◆ **Excerpted text**:

•••••

Categories
python python-3.x string

Convert bytes to a string

3397

I captured the standard output of an external program into a bytes object:

>>> from subprocess import *
>>> command_stdout = Popen(['ls', '-l'], stdout=PIPE).communicate()[0]
>>>
>>> command_stdout
b'total 0\n-rw-rw-r-- 1 thomas thomas 0 Mar  3 07:03 file1\n-rw-rw-r-- 1 thomas thomas 0 Mar  3 07:03 file2\n'

I want to convert that to a normal Python string, so that I can print it like this:

>>> print(command_stdout)
-rw-rw-r-- 1 thomas thomas 0 Mar  3 07:03 file1
-rw-rw-r-- 1 thomas thomas 0 Mar  3 07:03 file2

I tried the binascii.b2a_qp() method, but got the same bytes object again:

>>> binascii.b2a_qp(command_stdout)
b'total 0\n-rw-rw-r-- 1 thomas thomas 0 Mar  3 07:03 file1\n-rw-rw-r-- 1 thomas thomas 0 Mar  3 07:03 file2\n'

How do I convert the bytes object to a str with Python 3?

4

  • 133

    why doesn’t str(text_bytes) work? This seems bizarre to me.

    Mar 14, 2019 at 22:25

  • 53

    @CharlieParker Because str(text_bytes) can’t specify the encoding. Depending on what’s in text_bytes, text_bytes.decode('cp1250)` might result in a very different string to text_bytes.decode('utf-8').

    Mar 31, 2019 at 17:32


  • 14

    so str function does not convert to a real string anymore. One HAS to say an encoding explicitly for some reason I am to lazy to read through why. Just convert it to utf-8 and see if ur code works. e.g. var = var.decode('utf-8')

    Apr 22, 2019 at 23:32


  • 15

    @CraigAnderson: unicode_text = str(bytestring, character_encoding) works as expected on Python 3. Though unicode_text = bytestring.decode(character_encoding) is more preferable to avoid confusion with just str(bytes_obj) that produces a text representation for bytes_obj instead of decoding it to text: str(b'\xb6', 'cp1252') == b'\xb6'.decode('cp1252') == '¶' and str(b'\xb6') == "b'\\xb6'" == repr(b'\xb6') != '¶'

    – jfs

    Apr 12, 2020 at 5:11

5231

Decode the bytes object to produce a string:

>>> b"abcde".decode("utf-8")

•••••

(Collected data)
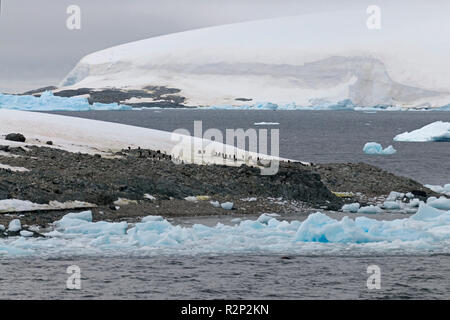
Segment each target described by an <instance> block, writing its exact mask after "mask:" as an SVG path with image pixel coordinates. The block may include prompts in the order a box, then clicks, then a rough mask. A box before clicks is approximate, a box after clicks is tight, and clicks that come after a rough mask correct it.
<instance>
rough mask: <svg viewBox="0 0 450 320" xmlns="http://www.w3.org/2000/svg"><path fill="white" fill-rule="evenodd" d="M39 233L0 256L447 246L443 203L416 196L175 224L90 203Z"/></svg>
mask: <svg viewBox="0 0 450 320" xmlns="http://www.w3.org/2000/svg"><path fill="white" fill-rule="evenodd" d="M53 226H54V230H53V231H51V232H48V233H46V234H45V235H46V236H47V237H46V238H44V239H38V238H28V237H23V236H22V237H10V238H3V239H0V258H1V257H11V256H23V255H32V256H33V255H46V256H55V257H59V256H79V255H83V256H85V255H88V256H89V255H96V256H98V255H103V256H111V255H118V256H120V255H138V256H152V255H165V254H167V255H173V254H177V255H196V254H241V253H252V254H258V253H261V254H271V253H272V254H279V253H281V254H284V253H292V254H308V255H309V254H314V255H349V254H355V255H361V254H436V253H443V254H448V253H450V211H444V210H439V209H436V208H433V207H431V206H429V205H428V204H425V203H423V202H422V203H421V204H420V207H419V210H418V211H417V213H416V214H414V215H411V216H409V217H408V218H403V219H397V220H388V221H385V220H377V219H371V218H368V217H364V216H359V217H356V218H354V219H353V218H350V217H348V216H344V217H343V218H341V219H340V220H339V219H336V218H334V217H332V216H331V217H330V216H328V215H325V214H323V213H320V212H317V213H314V214H311V215H309V216H308V217H307V218H306V220H304V221H298V220H292V221H285V220H278V219H277V218H276V217H274V216H271V215H267V214H266V215H263V216H261V217H260V218H258V219H256V220H242V221H236V220H235V223H232V224H230V225H227V224H224V223H220V222H218V223H217V224H216V225H215V226H208V225H203V224H193V225H191V226H189V225H175V224H173V223H171V222H169V221H167V220H165V219H164V218H162V217H159V216H149V217H146V218H143V219H142V220H141V222H138V223H135V224H129V223H127V222H106V221H98V222H93V221H92V214H91V212H90V211H86V212H82V213H75V214H68V215H65V216H64V217H63V218H62V219H61V220H59V221H56V222H55V223H54V224H53Z"/></svg>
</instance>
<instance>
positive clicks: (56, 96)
mask: <svg viewBox="0 0 450 320" xmlns="http://www.w3.org/2000/svg"><path fill="white" fill-rule="evenodd" d="M0 109H9V110H23V111H90V110H132V108H131V107H130V106H126V105H121V104H117V103H110V104H104V103H94V104H93V105H90V104H89V101H88V99H87V98H83V97H71V98H65V97H58V96H54V95H53V93H52V92H51V91H46V92H44V93H42V95H41V96H40V97H35V96H33V95H10V94H2V93H0Z"/></svg>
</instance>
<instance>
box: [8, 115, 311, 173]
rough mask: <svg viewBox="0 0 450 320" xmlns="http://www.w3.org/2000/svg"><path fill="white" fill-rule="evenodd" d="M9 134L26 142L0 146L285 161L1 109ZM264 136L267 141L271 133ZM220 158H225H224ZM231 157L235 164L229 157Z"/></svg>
mask: <svg viewBox="0 0 450 320" xmlns="http://www.w3.org/2000/svg"><path fill="white" fill-rule="evenodd" d="M12 132H20V133H22V134H23V135H25V137H26V138H27V141H26V142H25V143H19V142H13V141H6V140H3V139H0V145H11V146H22V147H26V146H28V145H37V146H45V147H50V148H59V149H63V150H67V151H70V152H82V153H89V154H97V153H98V154H104V155H105V156H108V155H109V156H110V155H111V152H117V151H120V150H122V149H126V148H128V147H132V148H138V147H141V148H145V149H152V150H161V151H162V152H165V153H167V154H171V155H172V156H173V159H174V160H175V159H176V160H179V161H185V162H190V163H191V162H193V163H197V164H213V163H214V164H225V165H230V166H240V165H242V164H243V163H246V164H248V165H254V166H258V162H257V158H258V157H259V158H260V159H261V160H267V161H270V160H285V159H282V158H279V157H277V156H275V155H274V156H272V155H265V154H260V153H255V152H250V151H247V150H243V149H239V148H236V147H234V146H231V145H226V144H222V143H219V142H218V141H211V140H208V139H202V138H200V137H191V136H188V135H184V134H177V133H172V132H168V131H161V130H154V129H147V128H141V127H135V126H129V125H123V124H117V123H112V122H105V121H97V120H89V119H81V118H76V117H67V116H61V115H54V114H45V113H36V112H27V111H17V110H4V109H0V136H1V135H6V134H8V133H12ZM267 135H268V138H270V132H268V133H267ZM47 141H52V142H53V145H51V146H49V145H47V144H46V142H47ZM223 154H225V155H227V157H225V158H224V157H223V156H222V155H223ZM234 154H236V158H237V160H236V161H234V159H233V157H232V155H234ZM305 164H306V165H308V163H305ZM273 168H274V167H273ZM266 169H267V173H270V170H271V168H268V167H267V168H261V170H262V173H263V172H266V171H264V170H266ZM263 174H264V173H263Z"/></svg>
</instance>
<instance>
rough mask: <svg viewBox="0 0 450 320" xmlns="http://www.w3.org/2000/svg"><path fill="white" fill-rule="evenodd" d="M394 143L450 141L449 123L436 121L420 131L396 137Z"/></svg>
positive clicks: (421, 128) (394, 137)
mask: <svg viewBox="0 0 450 320" xmlns="http://www.w3.org/2000/svg"><path fill="white" fill-rule="evenodd" d="M394 141H406V142H427V141H438V142H443V141H450V122H443V121H436V122H433V123H430V124H428V125H426V126H424V127H422V128H420V129H417V130H414V131H411V132H404V133H402V134H399V135H396V136H395V137H394Z"/></svg>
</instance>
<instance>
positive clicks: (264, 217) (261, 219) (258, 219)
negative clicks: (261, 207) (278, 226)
mask: <svg viewBox="0 0 450 320" xmlns="http://www.w3.org/2000/svg"><path fill="white" fill-rule="evenodd" d="M270 219H273V217H272V216H271V215H270V214H267V213H263V214H262V215H260V216H259V218H258V219H257V220H256V221H258V222H259V223H264V224H267V223H268V222H269V220H270Z"/></svg>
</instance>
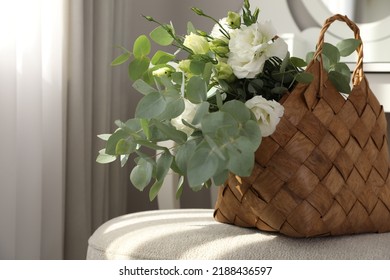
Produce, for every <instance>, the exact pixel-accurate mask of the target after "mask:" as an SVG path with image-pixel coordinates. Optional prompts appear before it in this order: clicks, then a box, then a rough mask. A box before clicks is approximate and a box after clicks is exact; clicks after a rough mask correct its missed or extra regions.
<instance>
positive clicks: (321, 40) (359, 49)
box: [314, 14, 363, 86]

•••••

◆ **List of tasks**:
**1)** In the thread about converting bytes to a string, which method did the asker try before getting the same bytes object back?
**2)** Duplicate the part of the bytes-to-string thread that opens with the words containing "so str function" and closes with "var = var.decode('utf-8')".
Rely only on the thread about converting bytes to a string.

◆ **Answers**:
**1)** The binascii.b2a_qp() method.

**2)**
so str function does not convert to a real string anymore. One HAS to say an encoding explicitly for some reason I am to lazy to read through why. Just convert it to utf-8 and see if ur code works. e.g. var = var.decode('utf-8')